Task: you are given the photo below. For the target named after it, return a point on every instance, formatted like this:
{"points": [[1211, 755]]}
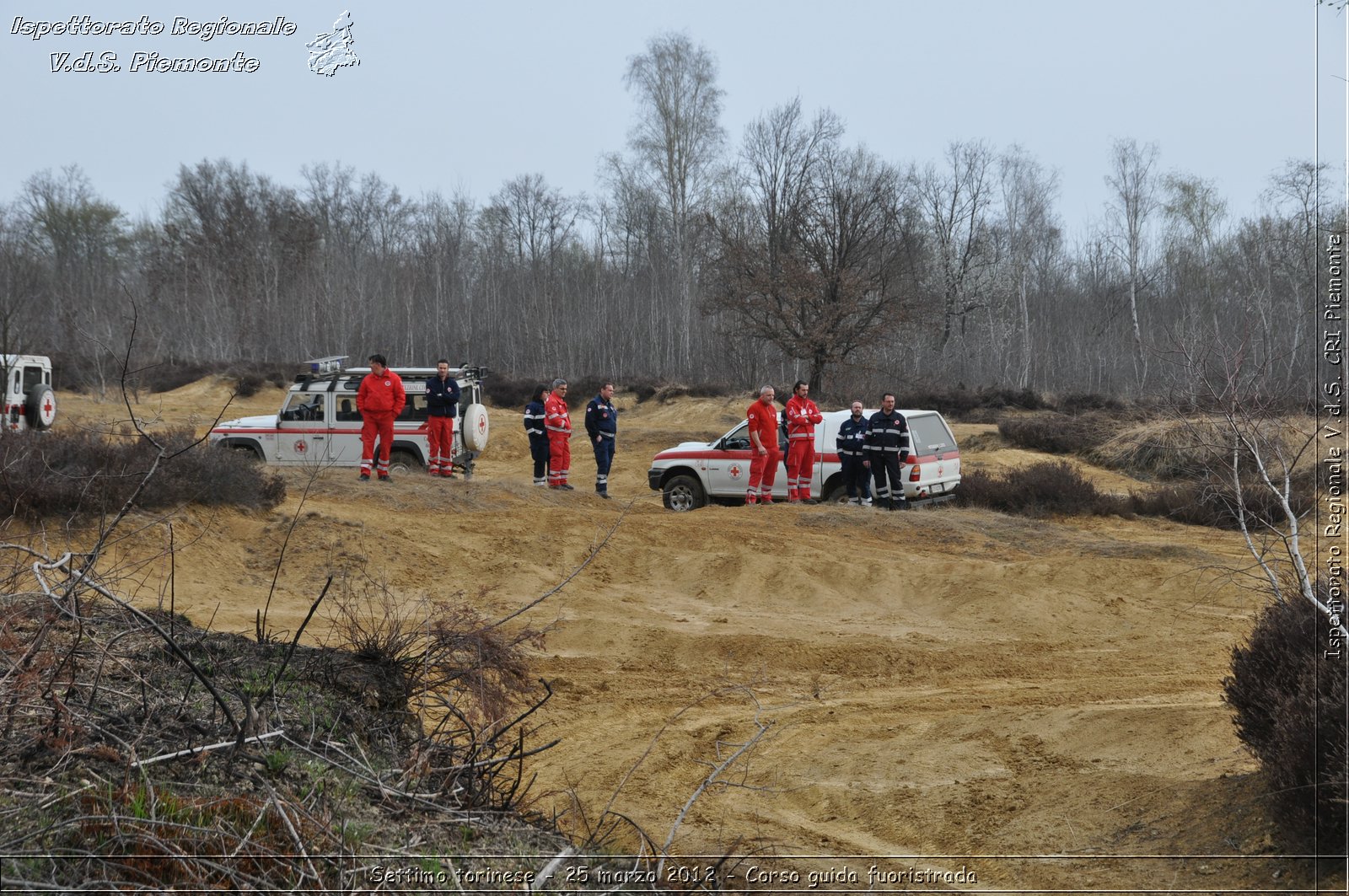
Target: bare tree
{"points": [[1031, 229], [678, 141], [958, 201], [811, 246], [1135, 200]]}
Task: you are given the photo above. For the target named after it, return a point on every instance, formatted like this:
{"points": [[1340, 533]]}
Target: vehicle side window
{"points": [[304, 406], [739, 439], [347, 410], [928, 435], [415, 410]]}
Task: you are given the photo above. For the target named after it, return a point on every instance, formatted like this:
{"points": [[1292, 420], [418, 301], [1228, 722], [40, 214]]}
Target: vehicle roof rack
{"points": [[332, 365]]}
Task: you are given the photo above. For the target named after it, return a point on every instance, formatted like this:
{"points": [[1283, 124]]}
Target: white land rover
{"points": [[695, 471], [319, 422], [29, 399]]}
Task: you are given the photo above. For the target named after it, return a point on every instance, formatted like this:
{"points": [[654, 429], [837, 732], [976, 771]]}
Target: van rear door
{"points": [[935, 455]]}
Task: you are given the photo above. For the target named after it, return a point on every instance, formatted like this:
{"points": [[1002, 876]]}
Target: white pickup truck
{"points": [[691, 474], [319, 422]]}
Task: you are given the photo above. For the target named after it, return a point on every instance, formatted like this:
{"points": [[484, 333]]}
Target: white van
{"points": [[29, 399], [694, 473], [319, 422]]}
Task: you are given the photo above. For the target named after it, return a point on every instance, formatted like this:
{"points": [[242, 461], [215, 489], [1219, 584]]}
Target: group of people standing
{"points": [[548, 424], [877, 446], [381, 399]]}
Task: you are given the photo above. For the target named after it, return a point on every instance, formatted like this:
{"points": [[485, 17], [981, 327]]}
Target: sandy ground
{"points": [[1034, 702]]}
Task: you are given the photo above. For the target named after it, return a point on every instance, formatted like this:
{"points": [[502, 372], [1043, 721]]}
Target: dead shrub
{"points": [[83, 473], [1212, 501], [1056, 433], [435, 648], [1288, 700], [1039, 490]]}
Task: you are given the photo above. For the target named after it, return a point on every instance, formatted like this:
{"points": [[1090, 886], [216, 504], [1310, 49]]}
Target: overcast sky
{"points": [[463, 96]]}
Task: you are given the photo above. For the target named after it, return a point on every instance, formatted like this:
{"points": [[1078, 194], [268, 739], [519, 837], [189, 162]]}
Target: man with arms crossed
{"points": [[379, 400], [442, 406], [802, 416], [888, 447], [764, 453]]}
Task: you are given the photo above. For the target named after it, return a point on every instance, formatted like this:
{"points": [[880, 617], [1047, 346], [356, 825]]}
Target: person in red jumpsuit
{"points": [[379, 400], [802, 416], [557, 424], [766, 456]]}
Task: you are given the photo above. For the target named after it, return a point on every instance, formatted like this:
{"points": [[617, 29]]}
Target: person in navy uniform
{"points": [[537, 435], [442, 408], [888, 447], [602, 428], [850, 443]]}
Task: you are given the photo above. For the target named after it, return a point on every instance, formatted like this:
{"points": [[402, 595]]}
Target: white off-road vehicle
{"points": [[691, 474], [319, 422], [29, 400]]}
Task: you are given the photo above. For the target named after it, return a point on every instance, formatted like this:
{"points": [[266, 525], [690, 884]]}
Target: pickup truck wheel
{"points": [[834, 491], [685, 493], [402, 463]]}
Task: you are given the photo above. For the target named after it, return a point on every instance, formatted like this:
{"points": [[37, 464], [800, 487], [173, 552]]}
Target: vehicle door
{"points": [[826, 453], [728, 462], [303, 428], [935, 453], [344, 433]]}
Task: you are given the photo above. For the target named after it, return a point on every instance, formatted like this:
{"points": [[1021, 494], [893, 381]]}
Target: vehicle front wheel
{"points": [[685, 493]]}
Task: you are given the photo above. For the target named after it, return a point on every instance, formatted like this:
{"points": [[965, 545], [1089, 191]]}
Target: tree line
{"points": [[789, 254]]}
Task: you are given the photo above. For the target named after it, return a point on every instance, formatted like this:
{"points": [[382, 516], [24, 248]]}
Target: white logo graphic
{"points": [[331, 51]]}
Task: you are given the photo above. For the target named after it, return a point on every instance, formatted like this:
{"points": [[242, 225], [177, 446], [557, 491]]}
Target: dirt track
{"points": [[951, 684]]}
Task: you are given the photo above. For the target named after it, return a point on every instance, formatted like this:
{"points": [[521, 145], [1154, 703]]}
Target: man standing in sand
{"points": [[379, 400], [887, 449], [850, 443], [557, 421], [602, 428], [766, 456], [802, 416], [442, 406], [539, 446]]}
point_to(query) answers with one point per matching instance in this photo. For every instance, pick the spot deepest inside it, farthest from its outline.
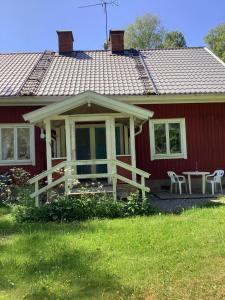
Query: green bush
(68, 209)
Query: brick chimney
(65, 39)
(116, 41)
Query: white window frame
(168, 155)
(17, 161)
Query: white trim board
(168, 155)
(15, 161)
(89, 98)
(131, 99)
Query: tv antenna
(104, 5)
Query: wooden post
(126, 141)
(108, 147)
(48, 148)
(36, 197)
(58, 143)
(132, 146)
(113, 156)
(68, 151)
(143, 187)
(73, 145)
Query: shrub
(19, 176)
(68, 209)
(14, 187)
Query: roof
(87, 98)
(155, 71)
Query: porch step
(123, 190)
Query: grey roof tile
(172, 71)
(185, 71)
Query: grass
(160, 257)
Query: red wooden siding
(121, 171)
(11, 114)
(205, 131)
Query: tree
(215, 39)
(146, 32)
(174, 39)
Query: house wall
(14, 114)
(205, 132)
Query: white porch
(63, 127)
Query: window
(16, 144)
(168, 139)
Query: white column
(113, 154)
(108, 145)
(48, 147)
(132, 146)
(58, 142)
(68, 152)
(68, 140)
(113, 137)
(126, 140)
(73, 144)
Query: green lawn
(159, 257)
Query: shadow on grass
(52, 261)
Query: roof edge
(215, 56)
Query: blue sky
(30, 25)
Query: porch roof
(87, 98)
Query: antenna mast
(104, 4)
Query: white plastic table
(196, 173)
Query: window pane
(175, 138)
(7, 143)
(23, 143)
(160, 138)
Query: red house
(118, 114)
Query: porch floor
(175, 203)
(123, 190)
(166, 195)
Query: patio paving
(174, 203)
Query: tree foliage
(146, 32)
(174, 39)
(215, 39)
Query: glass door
(83, 149)
(100, 148)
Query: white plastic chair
(176, 180)
(216, 178)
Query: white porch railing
(67, 168)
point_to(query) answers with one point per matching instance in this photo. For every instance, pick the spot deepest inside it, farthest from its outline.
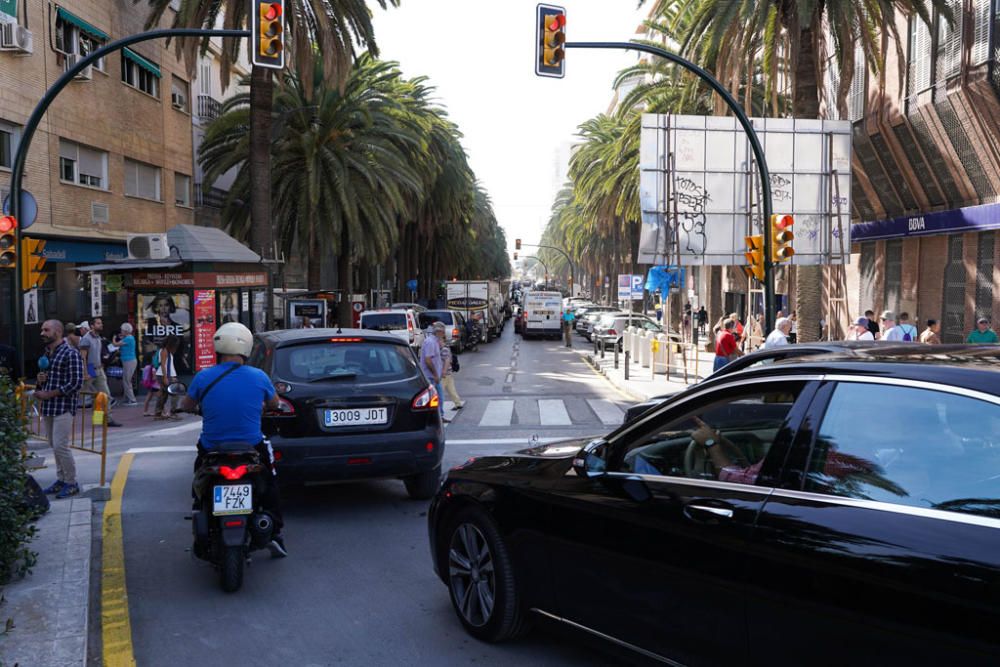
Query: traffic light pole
(17, 173)
(758, 150)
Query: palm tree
(335, 29)
(790, 35)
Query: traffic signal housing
(755, 257)
(8, 242)
(267, 38)
(782, 237)
(550, 38)
(32, 263)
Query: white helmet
(233, 338)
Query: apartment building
(113, 155)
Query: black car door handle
(703, 512)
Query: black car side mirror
(591, 461)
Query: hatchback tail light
(427, 400)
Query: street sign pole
(21, 157)
(744, 120)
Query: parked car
(819, 510)
(354, 405)
(455, 333)
(397, 321)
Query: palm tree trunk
(809, 279)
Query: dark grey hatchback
(354, 405)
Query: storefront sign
(956, 221)
(204, 329)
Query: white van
(397, 321)
(542, 314)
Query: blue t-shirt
(127, 348)
(231, 411)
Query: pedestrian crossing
(498, 413)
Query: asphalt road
(358, 587)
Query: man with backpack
(903, 331)
(92, 350)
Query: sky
(518, 127)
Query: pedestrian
(725, 346)
(57, 393)
(779, 336)
(982, 333)
(932, 334)
(859, 330)
(449, 366)
(166, 373)
(126, 346)
(430, 362)
(91, 351)
(872, 323)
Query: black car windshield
(362, 362)
(383, 321)
(430, 317)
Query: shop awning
(124, 266)
(141, 62)
(81, 24)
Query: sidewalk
(49, 607)
(641, 385)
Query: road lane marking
(552, 412)
(609, 413)
(116, 627)
(498, 413)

#####

[GOAL OF THE EXERCISE]
Before handing back the copy, remove the pictures; otherwise print the data exactly.

[RESPONSE BELOW]
Task: you are given the photo below. For the target named after it, return a point on every instance, formatted like this:
{"points": [[1211, 755]]}
Target: bare tree
{"points": [[1031, 229], [678, 141], [958, 201], [811, 246], [1135, 200]]}
Task: you are given the photo above. For the target named after it, return a point on every instance, formatted like this:
{"points": [[1340, 533]]}
Target: vehicle side window
{"points": [[304, 406], [739, 439], [347, 410], [928, 435], [415, 410]]}
Task: you are given the photo above. For the target named after it, return a point on every instance, formatted like this:
{"points": [[1292, 420], [418, 301], [1228, 722], [40, 214]]}
Target: vehicle roof rack
{"points": [[332, 365]]}
Task: you are given the photo above. For the target named after it, return a point on every instance, formatted like this:
{"points": [[1283, 124]]}
Target: white land rover
{"points": [[695, 471], [319, 422], [29, 399]]}
Task: you are given the photo above. For the target named after it, return a point on every instance, formatted like this:
{"points": [[654, 429], [837, 732], [976, 771]]}
Target: van rear door
{"points": [[935, 455]]}
Task: you are given the photo above. For the target named after it, return a point on every instance, formatted like this:
{"points": [[1002, 876]]}
Target: white pickup truck
{"points": [[691, 474], [319, 422]]}
Task: you are given the photo above. For the target named after it, return a point on every instance, formatted like this:
{"points": [[484, 333]]}
Target: white van
{"points": [[29, 399], [694, 473], [319, 422]]}
Task: you are given the photo above. For the target named after it, return a point on every instance, formatted like this:
{"points": [[242, 461], [215, 489], [1219, 584]]}
Target: group of people standing
{"points": [[548, 424], [877, 446], [381, 399]]}
Task: you are given the photo above. For the target named after it, return a point on every instance, formatted like this:
{"points": [[485, 17], [981, 327]]}
Target: sandy ground
{"points": [[1034, 702]]}
Task: you are given the photo above. For the target named after it, return a point on every instance, formatted like this:
{"points": [[502, 372], [1043, 721]]}
Target: dead shrub
{"points": [[83, 473], [1212, 501], [1056, 433], [435, 648], [1288, 700], [1039, 490]]}
Task: you are given the photo above. For the target named after it, return a point on every instance, formatted like this:
{"points": [[1090, 886], [216, 504], [1310, 49]]}
Target: overcast sky
{"points": [[463, 96]]}
Task: you are given the photo above. For the target named after it, return a point on every instance, formatted like this:
{"points": [[1078, 194], [268, 739], [519, 837], [189, 162]]}
Target: man with arms crossed
{"points": [[379, 400], [442, 406], [802, 416], [888, 447], [764, 453]]}
Task: you are given the photo above. For the target named after it, return a point on every instance, formatted like this:
{"points": [[880, 617], [1047, 346], [356, 825]]}
Target: person in red jumpsuit
{"points": [[379, 400], [802, 416], [557, 424], [766, 456]]}
Task: you are given the photo above. For the target named after it, return a point on every instance, formatted like this:
{"points": [[617, 29]]}
Target: person in navy uniform
{"points": [[537, 435], [442, 408], [888, 447], [602, 428], [850, 443]]}
Task: you are given the photo above. For the target named after it, return a point on every instance, formatted like this:
{"points": [[402, 595]]}
Target: white off-road vehicle
{"points": [[691, 474], [319, 422], [29, 400]]}
Task: you are given the photo above. For the target named after it, return a point on every instance, formatted like this:
{"points": [[266, 525], [690, 884]]}
Target: pickup truck wheel
{"points": [[834, 491], [685, 493], [402, 463]]}
Task: you are given the photo above. For the target named after it, return a point on every instance, formatted like this:
{"points": [[37, 464], [800, 487], [173, 552]]}
Target: vehicle door
{"points": [[826, 453], [728, 462], [303, 428], [935, 453], [344, 433]]}
Task: you are given the photo above. For the target named after it, return a point on every instance, formatted like this:
{"points": [[1021, 494], [893, 381]]}
Target: vehicle front wheel
{"points": [[685, 493]]}
Task: you are given the photo above. For the target named after it, return a point on every instance, formatted like this:
{"points": [[965, 545], [1089, 191]]}
Target: tree line
{"points": [[789, 254]]}
Task: you are given the photo above. For the target named after it, return a point on every instance, formatted like this:
{"points": [[382, 516], [24, 248]]}
Target: white logo graphic
{"points": [[331, 51]]}
Task: you are given the photo above. For the target named after it, return a point on every instance, formatted like this:
{"points": [[242, 225], [177, 446], [557, 491]]}
Target: dirt track
{"points": [[951, 684]]}
Task: you are given the photo above. For the target named after it, return a point on every instance, formatted like this:
{"points": [[521, 145], [1154, 703]]}
Target: man standing in sand
{"points": [[379, 400], [887, 449], [850, 443], [557, 421], [602, 428], [766, 456], [802, 416], [442, 406], [539, 446]]}
point_to(query) answers with one point per matching instance in this photo. For every instance, pick the spot deepest inside it, farthest from its outline.
Query: green bush
(68, 209)
Query: brick chimney
(65, 39)
(116, 41)
Query: white window frame
(168, 155)
(17, 161)
Query: white trim board
(168, 155)
(15, 161)
(89, 98)
(131, 99)
Query: tv antenna
(104, 5)
Query: wooden post
(126, 141)
(108, 147)
(48, 148)
(36, 197)
(58, 143)
(132, 146)
(113, 156)
(68, 151)
(143, 187)
(73, 145)
Query: shrub
(19, 176)
(68, 209)
(14, 187)
Query: roof
(87, 98)
(155, 71)
Query: porch step
(123, 190)
Query: grey roof tile
(172, 71)
(185, 71)
Query: grass
(160, 257)
Query: red wooden siding
(121, 171)
(11, 114)
(205, 131)
Query: tree
(215, 39)
(146, 32)
(174, 39)
Query: house wall
(14, 114)
(205, 132)
Query: white porch
(63, 127)
Query: window
(16, 144)
(168, 139)
Query: white column
(113, 154)
(108, 145)
(48, 147)
(132, 146)
(58, 142)
(68, 152)
(68, 140)
(113, 137)
(126, 140)
(73, 144)
Query: green lawn
(159, 257)
Query: shadow on grass
(52, 261)
Query: roof edge
(215, 56)
Query: blue sky
(30, 25)
Query: porch roof
(87, 98)
Query: antenna mast
(104, 4)
Query: white plastic table
(196, 173)
Query: window pane
(175, 138)
(7, 143)
(23, 143)
(160, 138)
Query: red house
(118, 114)
Query: porch floor
(175, 203)
(123, 190)
(166, 195)
Query: patio paving
(174, 203)
Query: tree foliage
(146, 32)
(174, 39)
(215, 39)
Query: glass door
(83, 149)
(100, 148)
Query: white plastic chair
(176, 180)
(216, 178)
Query: white porch railing
(67, 168)
point_to(query) answers with one point per matching instance in this photo. For every instance, pick the spot deepest inside it, farthest from its outline.
Query: traffic light pole
(17, 173)
(758, 150)
Query: palm tree
(335, 29)
(790, 35)
Query: traffic signal housing
(755, 257)
(8, 242)
(267, 38)
(782, 237)
(550, 38)
(32, 263)
Query: white helmet
(233, 338)
Query: apartment building
(113, 155)
Query: black car door handle
(703, 512)
Query: black car side mirror
(591, 461)
Query: hatchback tail light
(427, 400)
Query: street sign pole
(21, 157)
(744, 120)
Query: parked car
(819, 510)
(354, 405)
(455, 333)
(397, 321)
Query: palm tree trunk
(809, 279)
Query: dark grey hatchback
(354, 405)
Query: storefront sign
(956, 221)
(204, 329)
Query: white van
(397, 321)
(542, 314)
Query: blue t-shirt
(127, 348)
(231, 411)
Query: pedestrian crossing
(498, 413)
Query: asphalt road
(358, 587)
Query: man with backpack
(903, 331)
(92, 350)
Query: sky
(518, 127)
Query: pedestrian
(725, 346)
(57, 393)
(779, 336)
(982, 333)
(932, 334)
(859, 330)
(449, 366)
(166, 373)
(126, 346)
(430, 362)
(91, 351)
(872, 323)
Query: black car windshield
(362, 362)
(383, 321)
(430, 317)
Query: shop awning
(124, 266)
(141, 62)
(81, 24)
Query: sidewalk
(49, 607)
(641, 385)
Query: road lane marking
(552, 412)
(609, 413)
(116, 627)
(498, 413)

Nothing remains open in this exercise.